§ Excerpt to read

* START *

Jewish Center of Sussex County v. WhaleAnnotate this Case
165 N.J. Super. 84 (1978)
397 A.2d 712
JEWISH CENTER OF SUSSEX COUNTY, PLAINTIFF, v. CHAIM WHALE, ALSO KNOWN AS LOUIS R. WOLFISH, DEFENDANT.
Superior Court of New Jersey, Chancery Division.
Decided December 8, 1978.[*]
*86 Mr. Lewis Stein for plaintiff (Messrs. Nusbaum, Stein & Goldstein attorneys).
Mr. Anthony M. Mahoney for defendant (Messrs. Bernstein & Mahoney attorneys).
On this motion for summary judgment, plaintiff Jewish Center of Sussex County seeks rescission of a January 1, 1978 contract pursuant to which defendant was employed as its rabbi and spiritual leader. Plaintiff also demands dismissal of defendant's counterclaim for specific performance and compensatory and punitive damages, which claims are based upon plaintiff's alleged breach. The real issue is whether, during negotiations leading up to execution of the agreement, defendant had a duty to disclose his prior criminal record and disbarment as an attorney and whether his failure to make such disclosures amounts to equitable fraud justifying rescission by plaintiff congregation.

* END *

Dataset excerpt:
* START *

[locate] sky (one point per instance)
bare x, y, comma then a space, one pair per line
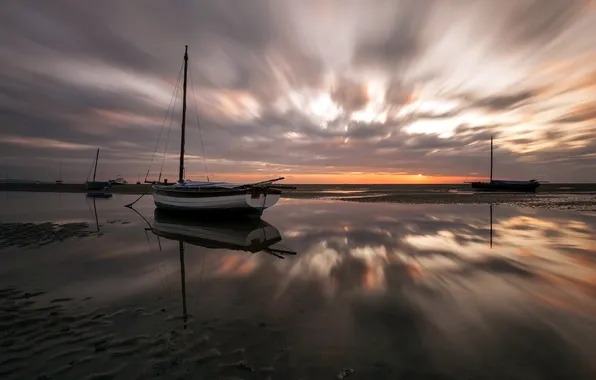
326, 91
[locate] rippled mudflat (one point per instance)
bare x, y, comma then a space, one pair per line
315, 290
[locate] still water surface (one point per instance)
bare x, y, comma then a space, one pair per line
315, 290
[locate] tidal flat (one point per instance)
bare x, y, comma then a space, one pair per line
315, 289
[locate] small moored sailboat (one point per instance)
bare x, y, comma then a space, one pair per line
212, 196
95, 185
504, 185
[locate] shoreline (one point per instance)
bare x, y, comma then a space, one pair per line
559, 196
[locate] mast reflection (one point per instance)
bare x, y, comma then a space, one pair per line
241, 234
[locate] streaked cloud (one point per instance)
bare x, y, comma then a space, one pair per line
381, 86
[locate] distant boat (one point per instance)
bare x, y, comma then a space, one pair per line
118, 181
504, 185
99, 194
213, 196
96, 185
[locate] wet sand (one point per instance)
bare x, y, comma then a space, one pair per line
376, 291
578, 197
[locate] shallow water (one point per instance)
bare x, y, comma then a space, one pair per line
374, 291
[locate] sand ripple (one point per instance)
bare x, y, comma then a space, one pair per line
43, 338
38, 234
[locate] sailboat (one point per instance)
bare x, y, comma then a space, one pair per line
504, 185
96, 185
213, 196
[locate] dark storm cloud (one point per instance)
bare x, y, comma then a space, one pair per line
76, 75
350, 95
540, 22
504, 102
403, 41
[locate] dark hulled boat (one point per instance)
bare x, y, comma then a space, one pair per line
504, 185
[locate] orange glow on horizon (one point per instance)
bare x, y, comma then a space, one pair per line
338, 179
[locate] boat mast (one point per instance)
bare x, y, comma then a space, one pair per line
491, 158
95, 168
181, 170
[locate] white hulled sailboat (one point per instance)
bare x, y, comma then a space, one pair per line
213, 196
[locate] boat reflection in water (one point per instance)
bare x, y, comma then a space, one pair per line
242, 234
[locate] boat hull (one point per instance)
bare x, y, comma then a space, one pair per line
96, 185
242, 201
99, 195
522, 187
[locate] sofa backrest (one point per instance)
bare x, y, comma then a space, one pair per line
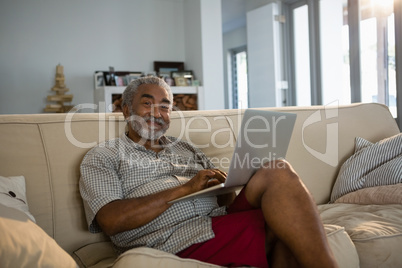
47, 149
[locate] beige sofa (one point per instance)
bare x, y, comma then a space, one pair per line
47, 149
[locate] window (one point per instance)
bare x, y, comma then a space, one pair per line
240, 82
351, 54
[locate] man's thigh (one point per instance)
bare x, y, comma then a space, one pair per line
239, 238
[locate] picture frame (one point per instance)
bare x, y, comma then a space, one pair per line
182, 73
180, 81
166, 67
169, 80
132, 76
99, 79
120, 80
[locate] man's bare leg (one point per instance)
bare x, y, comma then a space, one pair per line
291, 214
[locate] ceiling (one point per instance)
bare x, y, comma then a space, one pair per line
234, 12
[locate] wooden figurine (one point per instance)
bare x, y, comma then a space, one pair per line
60, 98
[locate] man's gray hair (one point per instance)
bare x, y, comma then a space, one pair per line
132, 88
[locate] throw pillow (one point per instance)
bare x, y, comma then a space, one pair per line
13, 194
379, 195
371, 165
24, 244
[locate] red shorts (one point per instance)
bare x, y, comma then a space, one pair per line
239, 238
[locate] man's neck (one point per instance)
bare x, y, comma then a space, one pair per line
153, 145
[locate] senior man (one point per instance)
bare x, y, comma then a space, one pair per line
126, 184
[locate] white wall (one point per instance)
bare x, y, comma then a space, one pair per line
83, 36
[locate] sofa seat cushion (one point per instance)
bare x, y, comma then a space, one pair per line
101, 255
376, 230
95, 255
25, 244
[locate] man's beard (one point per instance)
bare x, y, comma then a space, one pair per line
140, 126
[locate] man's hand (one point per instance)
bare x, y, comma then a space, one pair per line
206, 178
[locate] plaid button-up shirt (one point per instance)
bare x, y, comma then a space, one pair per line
121, 169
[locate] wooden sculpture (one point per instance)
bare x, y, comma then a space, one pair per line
60, 98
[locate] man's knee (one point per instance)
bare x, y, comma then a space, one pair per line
277, 171
272, 175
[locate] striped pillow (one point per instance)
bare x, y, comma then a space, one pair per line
371, 165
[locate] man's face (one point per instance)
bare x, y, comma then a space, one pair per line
150, 114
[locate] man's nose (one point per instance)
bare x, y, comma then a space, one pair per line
156, 112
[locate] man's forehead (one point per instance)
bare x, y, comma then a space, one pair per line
153, 90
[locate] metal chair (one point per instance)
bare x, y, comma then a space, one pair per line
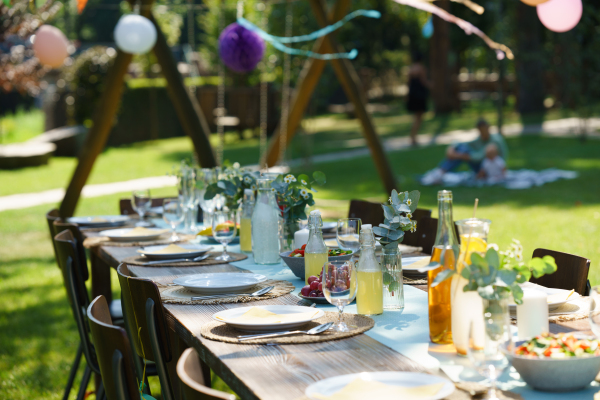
571, 273
191, 374
114, 353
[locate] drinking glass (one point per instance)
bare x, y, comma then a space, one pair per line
141, 203
491, 360
595, 310
173, 214
224, 230
339, 288
347, 234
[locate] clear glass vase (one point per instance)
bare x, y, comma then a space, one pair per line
393, 284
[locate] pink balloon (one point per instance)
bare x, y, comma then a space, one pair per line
50, 46
560, 15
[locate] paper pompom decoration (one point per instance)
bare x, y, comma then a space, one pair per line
135, 34
560, 15
50, 46
240, 49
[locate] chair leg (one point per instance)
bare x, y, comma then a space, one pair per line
73, 372
85, 380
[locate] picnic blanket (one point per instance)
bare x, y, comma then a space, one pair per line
515, 179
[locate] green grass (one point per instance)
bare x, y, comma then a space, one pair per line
22, 126
37, 334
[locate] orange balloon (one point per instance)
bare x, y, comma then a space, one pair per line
533, 3
50, 46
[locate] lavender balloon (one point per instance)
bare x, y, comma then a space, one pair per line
240, 49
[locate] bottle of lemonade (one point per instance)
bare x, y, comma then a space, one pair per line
246, 221
369, 299
440, 311
315, 253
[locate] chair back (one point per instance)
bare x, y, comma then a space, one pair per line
190, 373
59, 227
412, 238
572, 272
77, 294
135, 294
114, 353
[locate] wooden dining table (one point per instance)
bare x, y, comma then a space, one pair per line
263, 371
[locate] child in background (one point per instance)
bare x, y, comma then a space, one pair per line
493, 166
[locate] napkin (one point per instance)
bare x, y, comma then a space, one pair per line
257, 315
360, 389
141, 231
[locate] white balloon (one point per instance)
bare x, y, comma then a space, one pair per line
135, 34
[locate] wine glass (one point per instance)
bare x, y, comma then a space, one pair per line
595, 310
339, 288
141, 203
347, 234
173, 214
224, 230
493, 358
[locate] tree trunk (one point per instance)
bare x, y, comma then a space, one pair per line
528, 60
442, 91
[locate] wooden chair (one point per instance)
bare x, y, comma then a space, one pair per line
572, 272
147, 325
114, 353
66, 256
191, 373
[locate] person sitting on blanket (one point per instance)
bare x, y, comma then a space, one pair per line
471, 153
493, 167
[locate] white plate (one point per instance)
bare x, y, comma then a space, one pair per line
109, 220
193, 250
329, 386
117, 235
219, 283
238, 312
549, 291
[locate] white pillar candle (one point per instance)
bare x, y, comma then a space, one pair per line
300, 238
532, 315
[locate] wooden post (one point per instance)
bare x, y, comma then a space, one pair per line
103, 120
309, 77
188, 110
350, 82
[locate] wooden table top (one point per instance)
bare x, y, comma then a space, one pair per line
273, 372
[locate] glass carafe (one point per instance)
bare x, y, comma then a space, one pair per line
265, 224
440, 316
245, 220
316, 252
369, 298
467, 307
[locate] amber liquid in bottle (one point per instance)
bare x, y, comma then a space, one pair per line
440, 309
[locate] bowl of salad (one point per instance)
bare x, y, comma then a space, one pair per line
295, 259
557, 362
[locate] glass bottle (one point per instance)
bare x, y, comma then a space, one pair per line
265, 224
440, 314
245, 216
467, 307
316, 252
369, 299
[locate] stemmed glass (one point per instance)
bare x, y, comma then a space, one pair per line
173, 214
224, 230
141, 203
347, 234
339, 288
491, 360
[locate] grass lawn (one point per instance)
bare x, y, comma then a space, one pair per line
37, 334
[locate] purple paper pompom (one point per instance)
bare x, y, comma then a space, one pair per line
240, 49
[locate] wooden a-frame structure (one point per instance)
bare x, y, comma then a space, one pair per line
193, 121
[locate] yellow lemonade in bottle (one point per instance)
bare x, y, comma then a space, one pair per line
370, 292
440, 310
246, 235
313, 264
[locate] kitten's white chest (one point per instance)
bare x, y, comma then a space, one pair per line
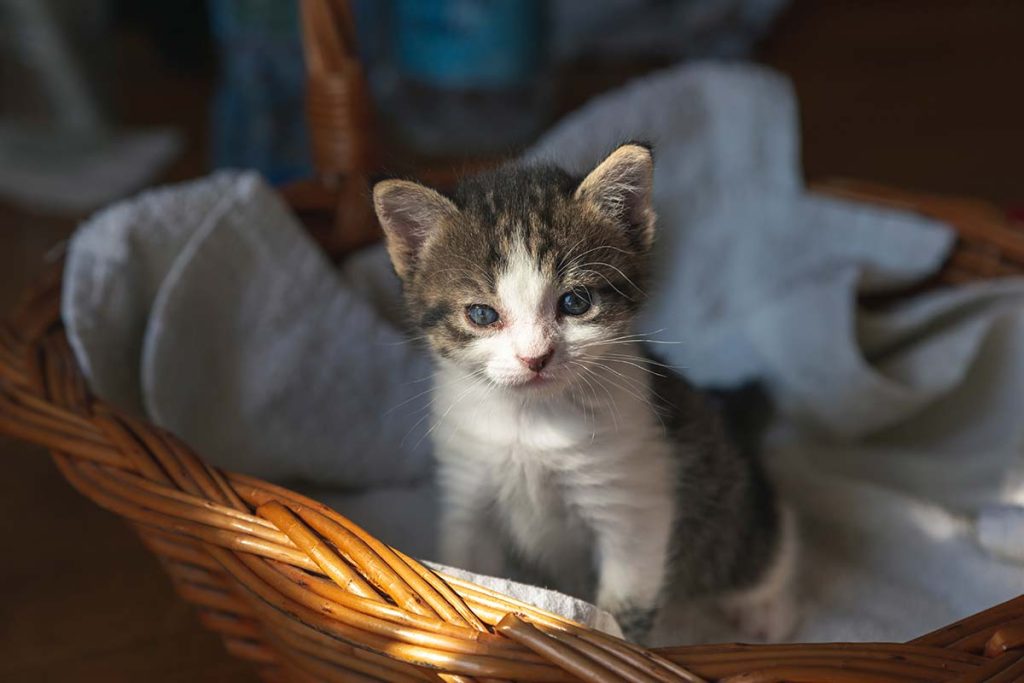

* END *

§ List of tasks
A. According to the court opinion, what does the defendant seek in his counterclaim, and on what are those claims based?
B. Please quote the court opinion between "Superior Court of" and "Stein & Goldstein attorneys).", inclusive.

§ Answers to the exercises
A. The defendant's counterclaim seeks specific performance along with compensatory and punitive damages. These claims rest on the plaintiff congregation's alleged breach of the January 1, 1978 contract that employed him as its rabbi and spiritual leader.

B.
Superior Court of New Jersey, Chancery Division.
Decided December 8, 1978.[*]
*86 Mr. Lewis Stein for plaintiff (Messrs. Nusbaum, Stein & Goldstein attorneys).